The movie got a rating of 32.9 and a 48 share. The theme song, Brian’s Song, was performed
by Michel Legrand.
 

texan

Well-Known Member
On this day, 1 Dec 1990, Chunnel makes breakthrough

Shortly after 11 a.m. on December 1, 1990, 132 feet below the English Channel, workers drill an opening the
size of a car through a wall of rock. This was no ordinary hole--it connected the two ends of an underwater
tunnel linking Great Britain with the European mainland for the first time in more than 8,000 years.

Over the next four years, nearly 13,000 workers dug 95 miles of tunnels at an average depth of 150
feet (45 meters) below sea level.

Eight million cubic meters of soil were removed, at a rate of some 2,400 tons per hour.

The completed Chunnel would have three interconnected tubes, including one rail track in each
direction and one service tunnel. The price? A whopping $15 billion.

After workers drilled that final hole on December 1, 1990, they exchanged French and British flags
and toasted each other with champagne.

(Stored items from a collection)
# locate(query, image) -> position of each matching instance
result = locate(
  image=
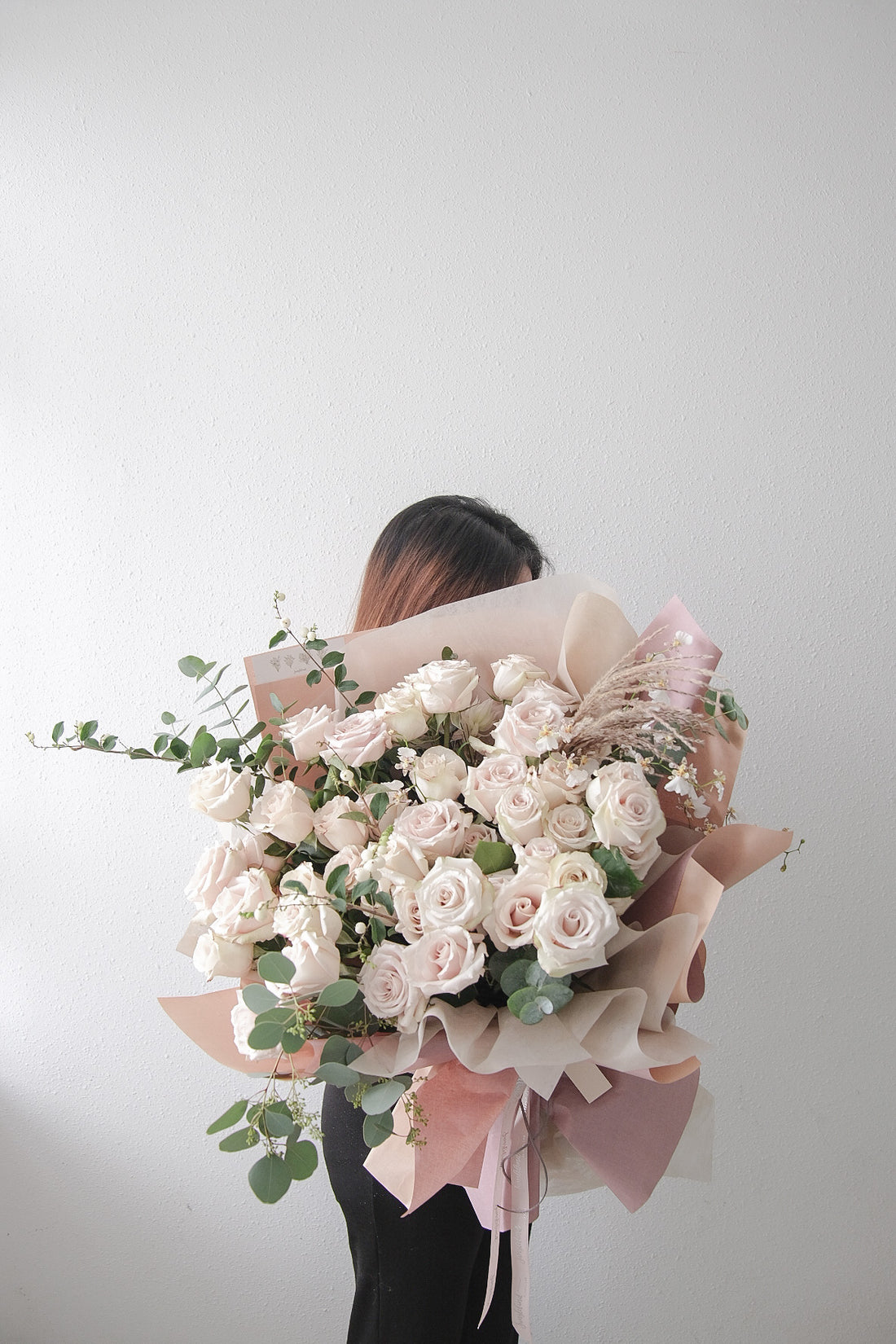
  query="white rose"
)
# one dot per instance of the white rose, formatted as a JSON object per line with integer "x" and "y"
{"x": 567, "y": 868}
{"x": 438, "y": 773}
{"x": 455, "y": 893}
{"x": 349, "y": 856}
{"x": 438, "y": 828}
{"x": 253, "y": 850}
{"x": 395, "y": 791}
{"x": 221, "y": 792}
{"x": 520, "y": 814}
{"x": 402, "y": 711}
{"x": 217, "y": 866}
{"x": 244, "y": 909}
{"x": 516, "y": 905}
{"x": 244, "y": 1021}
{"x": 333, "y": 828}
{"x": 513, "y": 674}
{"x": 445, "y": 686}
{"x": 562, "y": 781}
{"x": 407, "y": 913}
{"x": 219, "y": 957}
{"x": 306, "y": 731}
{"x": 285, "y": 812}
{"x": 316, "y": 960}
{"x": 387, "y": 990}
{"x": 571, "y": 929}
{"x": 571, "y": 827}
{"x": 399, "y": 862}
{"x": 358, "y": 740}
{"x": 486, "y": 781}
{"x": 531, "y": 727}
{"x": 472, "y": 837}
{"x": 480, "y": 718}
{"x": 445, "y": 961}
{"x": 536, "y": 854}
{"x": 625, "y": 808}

==

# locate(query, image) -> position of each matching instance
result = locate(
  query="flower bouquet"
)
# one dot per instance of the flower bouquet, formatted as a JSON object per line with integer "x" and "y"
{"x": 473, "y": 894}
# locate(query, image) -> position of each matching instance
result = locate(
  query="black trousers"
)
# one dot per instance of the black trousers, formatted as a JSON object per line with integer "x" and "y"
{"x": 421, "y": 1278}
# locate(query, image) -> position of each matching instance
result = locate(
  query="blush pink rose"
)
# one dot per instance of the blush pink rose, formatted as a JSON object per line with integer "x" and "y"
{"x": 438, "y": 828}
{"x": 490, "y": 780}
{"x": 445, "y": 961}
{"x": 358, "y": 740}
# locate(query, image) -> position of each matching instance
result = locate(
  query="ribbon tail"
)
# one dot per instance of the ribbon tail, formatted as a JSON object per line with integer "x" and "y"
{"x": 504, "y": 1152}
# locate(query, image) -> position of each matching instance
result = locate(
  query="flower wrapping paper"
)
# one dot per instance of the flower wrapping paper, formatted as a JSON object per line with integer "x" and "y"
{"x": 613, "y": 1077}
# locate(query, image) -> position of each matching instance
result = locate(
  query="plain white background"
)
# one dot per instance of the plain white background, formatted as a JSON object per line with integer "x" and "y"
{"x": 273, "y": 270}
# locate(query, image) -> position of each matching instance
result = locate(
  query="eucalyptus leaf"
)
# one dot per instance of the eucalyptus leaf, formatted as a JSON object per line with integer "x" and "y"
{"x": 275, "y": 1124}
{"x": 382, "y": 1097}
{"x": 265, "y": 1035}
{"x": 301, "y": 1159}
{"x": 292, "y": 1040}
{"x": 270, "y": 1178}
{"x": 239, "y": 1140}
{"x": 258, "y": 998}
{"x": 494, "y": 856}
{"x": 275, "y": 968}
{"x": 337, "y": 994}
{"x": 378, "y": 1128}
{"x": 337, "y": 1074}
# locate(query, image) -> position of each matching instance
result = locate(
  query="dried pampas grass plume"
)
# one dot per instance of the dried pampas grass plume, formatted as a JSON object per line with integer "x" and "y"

#### [Problem 1]
Answer these questions about the text on the Chunnel breakthrough:
(a) How far below the English Channel were workers when they drilled the opening on December 1, 1990?
(b) How many interconnected tubes would the completed Chunnel have?
(c) What did the workers exchange after drilling that final hole?
#### [Problem 2]
Can you take the text on the Chunnel breakthrough further, picking up after its final sentence?

#### [Answer area 1]
(a) 132 feet
(b) Three
(c) French and British flags

#### [Answer area 2]
texan

Well-Known Member
On this day, 2 Dec 1927,
The first Model A was unveiled on this day in 1927 in New York City’s Waldorf Hotel and in 35 other cities around
the U.S., Canada and Europe.

The car was priced affordably: the Phaeton sold for $395.00 and the Tudor Sedan for $495.00.

The lag between cars available and orders on hand had mounted to 800,000 by the spring of 1928.

Ford made almost two million Model A cars in 1929 alone. But Black Thursday came on October 24th of
that year, ushering in the Great Depression, and from that time on it was downhill all the way.

In 1931, sales dropped to 620,000 units. Production of Model A was shut down in August, and early the
following year, the ‘new order’ took over in the form of the radically different Ford V-8.

By that time, a total of well over 20 million Fords had been manufactured, and almost 5 million of these
had been the brilliant little Model As.
 
S

serenity now

Guest
model a.jpg

a classic, mechanical simplicity, spark plugs the size of a carrot
model a.jpg
 

moreluck

golden ticket member
Clyde Barrow and Bonnie Parker looked so happy when that photo was taken.........no thought whatsoever of being shot full of holes!!!

Thanks!
 

texan

Well-Known Member
On this day, 3 Dec 1955, Elvis Presley’s first release on RCA Victor Records was announced.

No, it wasn’t Hound Dog or Heartbreak Hotel. The first two sides were actually purchased from Sam Phillips
of Sun Records: Mystery Train and I Forgot to Remember to Forget.

Elvis was described by his new record company as “The most talked about personality in recorded music
in the last 10 years.”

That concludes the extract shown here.